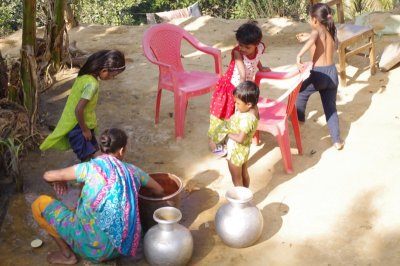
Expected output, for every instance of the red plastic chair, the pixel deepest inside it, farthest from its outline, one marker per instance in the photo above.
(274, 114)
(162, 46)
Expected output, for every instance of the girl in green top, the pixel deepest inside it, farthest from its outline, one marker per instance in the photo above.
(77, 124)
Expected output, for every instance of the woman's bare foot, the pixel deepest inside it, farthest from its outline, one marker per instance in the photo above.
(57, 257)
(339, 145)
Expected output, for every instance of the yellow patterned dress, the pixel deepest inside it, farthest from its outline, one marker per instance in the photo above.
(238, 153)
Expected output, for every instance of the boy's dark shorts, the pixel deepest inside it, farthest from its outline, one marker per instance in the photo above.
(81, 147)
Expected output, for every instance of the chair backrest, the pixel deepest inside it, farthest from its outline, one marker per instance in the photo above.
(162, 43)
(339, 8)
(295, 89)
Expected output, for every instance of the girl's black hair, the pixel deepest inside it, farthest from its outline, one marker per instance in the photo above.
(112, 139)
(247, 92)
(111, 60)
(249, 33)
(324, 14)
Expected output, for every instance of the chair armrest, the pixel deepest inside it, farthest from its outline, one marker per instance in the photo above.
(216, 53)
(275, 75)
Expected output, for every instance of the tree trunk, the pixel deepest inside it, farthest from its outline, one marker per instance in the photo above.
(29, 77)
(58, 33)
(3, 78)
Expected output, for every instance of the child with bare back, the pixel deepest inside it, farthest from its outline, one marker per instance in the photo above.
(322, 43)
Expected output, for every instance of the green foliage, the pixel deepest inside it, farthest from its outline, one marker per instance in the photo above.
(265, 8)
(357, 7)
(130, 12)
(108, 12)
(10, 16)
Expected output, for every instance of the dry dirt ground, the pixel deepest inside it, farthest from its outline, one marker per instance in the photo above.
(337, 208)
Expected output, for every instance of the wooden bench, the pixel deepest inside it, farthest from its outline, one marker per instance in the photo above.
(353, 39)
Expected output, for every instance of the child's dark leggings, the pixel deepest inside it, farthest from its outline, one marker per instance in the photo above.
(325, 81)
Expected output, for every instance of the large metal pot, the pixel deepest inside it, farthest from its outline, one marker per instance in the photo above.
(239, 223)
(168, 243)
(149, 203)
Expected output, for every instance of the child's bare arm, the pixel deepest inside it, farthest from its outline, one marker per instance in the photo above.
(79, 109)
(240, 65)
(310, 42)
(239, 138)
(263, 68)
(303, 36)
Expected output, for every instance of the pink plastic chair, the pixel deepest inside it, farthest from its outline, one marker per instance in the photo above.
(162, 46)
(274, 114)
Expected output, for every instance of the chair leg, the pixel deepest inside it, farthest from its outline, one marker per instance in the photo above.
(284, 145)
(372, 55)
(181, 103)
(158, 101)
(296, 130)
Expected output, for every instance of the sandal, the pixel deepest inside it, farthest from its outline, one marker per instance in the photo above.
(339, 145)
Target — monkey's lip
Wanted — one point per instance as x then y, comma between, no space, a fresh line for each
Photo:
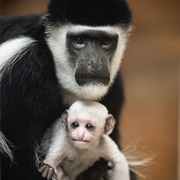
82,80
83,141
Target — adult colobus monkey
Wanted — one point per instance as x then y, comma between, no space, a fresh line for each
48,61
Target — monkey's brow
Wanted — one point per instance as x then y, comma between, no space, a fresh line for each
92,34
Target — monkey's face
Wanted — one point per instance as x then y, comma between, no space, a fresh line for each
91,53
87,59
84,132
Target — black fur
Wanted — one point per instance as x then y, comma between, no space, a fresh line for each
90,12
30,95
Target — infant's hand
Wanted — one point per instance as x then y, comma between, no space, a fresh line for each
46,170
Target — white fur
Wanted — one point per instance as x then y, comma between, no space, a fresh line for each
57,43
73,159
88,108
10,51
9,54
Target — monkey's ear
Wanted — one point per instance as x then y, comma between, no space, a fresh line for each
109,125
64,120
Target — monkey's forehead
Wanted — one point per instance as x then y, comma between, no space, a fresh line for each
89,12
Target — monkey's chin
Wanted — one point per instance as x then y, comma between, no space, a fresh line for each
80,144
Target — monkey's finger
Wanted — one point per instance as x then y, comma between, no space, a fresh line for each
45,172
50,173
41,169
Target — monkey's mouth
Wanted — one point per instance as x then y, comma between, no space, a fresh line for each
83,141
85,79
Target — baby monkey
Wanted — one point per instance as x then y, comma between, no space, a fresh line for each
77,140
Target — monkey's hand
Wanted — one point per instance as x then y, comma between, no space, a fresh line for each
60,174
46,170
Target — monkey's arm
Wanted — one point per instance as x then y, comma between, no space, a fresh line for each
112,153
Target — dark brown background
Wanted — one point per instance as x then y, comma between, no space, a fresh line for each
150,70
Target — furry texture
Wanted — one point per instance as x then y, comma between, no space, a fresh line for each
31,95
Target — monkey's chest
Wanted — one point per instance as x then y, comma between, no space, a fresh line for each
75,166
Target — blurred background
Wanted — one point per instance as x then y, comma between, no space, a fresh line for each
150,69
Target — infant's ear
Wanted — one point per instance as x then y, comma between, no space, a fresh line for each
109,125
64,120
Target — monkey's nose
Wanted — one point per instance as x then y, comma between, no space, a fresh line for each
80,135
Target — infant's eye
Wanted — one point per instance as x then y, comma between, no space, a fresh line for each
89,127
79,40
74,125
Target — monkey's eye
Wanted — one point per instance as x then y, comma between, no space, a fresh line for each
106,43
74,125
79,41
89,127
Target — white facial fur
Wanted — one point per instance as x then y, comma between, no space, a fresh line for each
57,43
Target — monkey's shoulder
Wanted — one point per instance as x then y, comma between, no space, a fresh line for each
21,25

-.-.-

• Work to be completed
Leave the pictures out, and print every line of the listing exactly as written.

• Exercise result
Expected output, for every instance of the red plastic chair, the pixel deepest inside it, farthest from its outline, one marker per instance in the photo above.
(274, 114)
(162, 46)
Expected output, for every instance of the girl in green top, the pixel deepest inside it, farthest from its outline, one marker per instance in the photo above.
(77, 124)
Expected output, for every instance of the woman's bare foot, the pixel deepest inside it, farthest from its outline, one marker per instance in the photo above.
(57, 257)
(339, 145)
Expected output, for every instance of the yellow patterned dress, the pixel deepest inside it, farthest from its outline, one marker per instance in the photo above.
(238, 153)
Expected output, for every instance of the boy's dark shorts, the pixel deepest inside it, farthest from its outline, one marker per instance in the photo above.
(81, 147)
Expected output, for every instance of the chair backrest, the pixel deepest inside it, farthest from its outline, one marker per instance in the photo above.
(162, 43)
(339, 8)
(295, 89)
Expected output, for every instance of the girl's black hair, the pixel deepest inside it, farthest from its outline, one marker per instance in the photo above.
(112, 139)
(247, 92)
(111, 60)
(249, 33)
(324, 14)
Expected output, for every instance of the chair armrest, the pixel deepest inside it, farthest from its outline, one marker per instance in the photo above.
(216, 53)
(275, 75)
Expected output, for every instance of the tree trunk, the pixel deepest inside it, farthest from its outline, one marker per instance in the photo above.
(29, 77)
(58, 33)
(3, 78)
Expected output, for every instance of the child with bare back, the pixel deepest inside it, farthest from its outline, one marker per instance in the photo above.
(322, 43)
Expected output, for every instance of the green foliage, the pixel deepest inside it, farthest from its outline, one marker per instance in the photo above.
(265, 8)
(357, 7)
(130, 12)
(108, 12)
(10, 16)
Expected output, for every instance of the dry dirt ground, the pixel deepest inside it, farthest from its outline, one marker per instance in the photo above.
(337, 208)
Expected output, for every instance of the wooden bench, the pixel deepest inside it, farthest from its outline, one marker per instance in the photo above.
(353, 39)
Expected output, for every instance of the child's dark leggings, the pixel deepest inside it, farthest from its outline, one marker per instance in the photo above.
(325, 81)
Expected output, for every instance of the large metal pot, the pixel deepest inside it, farthest from its outline, one marker per instance in the photo above.
(239, 223)
(168, 243)
(149, 203)
Expected output, for every instance of the child's bare arm, the pixel deepest inside it, farthest from its outline, one marker per instance in the photo above.
(79, 109)
(240, 65)
(310, 42)
(239, 138)
(263, 68)
(303, 36)
Expected output, for every instance of the pink plastic chair, the pixel deepest inside it, farthest from its outline, one marker per instance in the photo above.
(162, 46)
(274, 114)
Expected output, for every instance of the chair leg, the pixel deepest inside it, farthest from its outline, one marker per instance in the photo above.
(284, 145)
(372, 55)
(181, 103)
(158, 101)
(296, 130)
Expected output, for every instance of the sandal, the pixel deepest inside it, farthest from its outline, one marker per instance in the photo above.
(339, 145)
Target — monkey's lip
Wanted — one point per instance as x then y, comma between, no space, a fresh line for each
Photo:
82,80
83,141
Target — adult colobus monkey
Wanted — one point per instance as x then y, comma between, no space, a fresh line for each
48,61
Target — monkey's brow
Wanted — one point per instance as x then y, comma between, no space, a fresh line for each
92,34
Target — monkey's face
Wanted — one point per instance as x then y, comma between, no space, a fresh line for each
91,53
87,59
84,132
Target — black fur
Wanted — one point per instance as x then y, comma between, no space, a fresh line for each
90,12
30,95
Target — infant's hand
Wanted — one point per instance as x then y, comma between, no space, a fresh line for each
46,170
Target — white fur
Wanted — one point per instance as x then y, comma between, no space, a fresh line for each
57,43
73,159
88,108
10,51
9,54
Target — monkey's ear
Wanted — one point per instance as x then y, comma between, no space, a fresh line for each
109,125
64,120
Target — monkey's forehead
Wanted — one point per instance as x then y, comma between, no space, a fresh line for each
89,12
Target — monkey's chin
Wanted — one point per instance as x then y, comma between, no space, a fresh line for each
80,144
Target — monkey's finger
Wanted — one point per instance as x then y, comma between, no space, a fresh line for each
45,172
50,173
41,169
Target — monkey's mouth
Wanted — one point per instance as x then y, comma between, no space, a fresh line for each
83,141
85,79
Target — baby monkey
Wanted — one point per instance as x then y, comma between, no space, a fresh line for each
77,140
Target — monkey's hand
Wanted — one point per instance as x then y, comma between, no space, a fresh line for each
60,174
46,170
Target — monkey's arm
Wanted — one point per instance as x then y, comma between, no space, a fresh line for each
112,153
Target — dark brown background
Wanted — one point per instance as x then y, comma between, no space, a fresh line for each
150,70
Target — furry texture
Wanted — one point per instance as x then y, comma between, no space, a fresh line for each
31,95
Target — monkey's chest
Wanted — one point per instance as x then y, comma between, no space, a fresh line for each
75,166
Target — blurred background
Wanted — one point per instance as x then y, comma between, no space, a fresh line for each
150,69
Target — infant's ear
Wanted — one point per instance as x then y, comma between, no space, a fresh line for each
109,125
64,120
Target — monkey's nose
Wanted — one point per instance as x then y, comma between, no space, a fresh line for each
80,135
Target — infant's eye
Wanted — one point per instance as x then y, comma between, no space, a fresh line for each
89,127
79,40
74,125
Target — monkey's eye
Wanted — one point per instance as x then y, comma between, no space, a fresh line for each
106,43
74,125
79,41
89,127
Target — white facial fur
Wanted — one point per instance as x then y, comma between, no space, a fresh line for each
57,43
Target — monkey's shoulder
Wanted — one point per instance as x then y, comma between, no space, a fresh line for each
21,25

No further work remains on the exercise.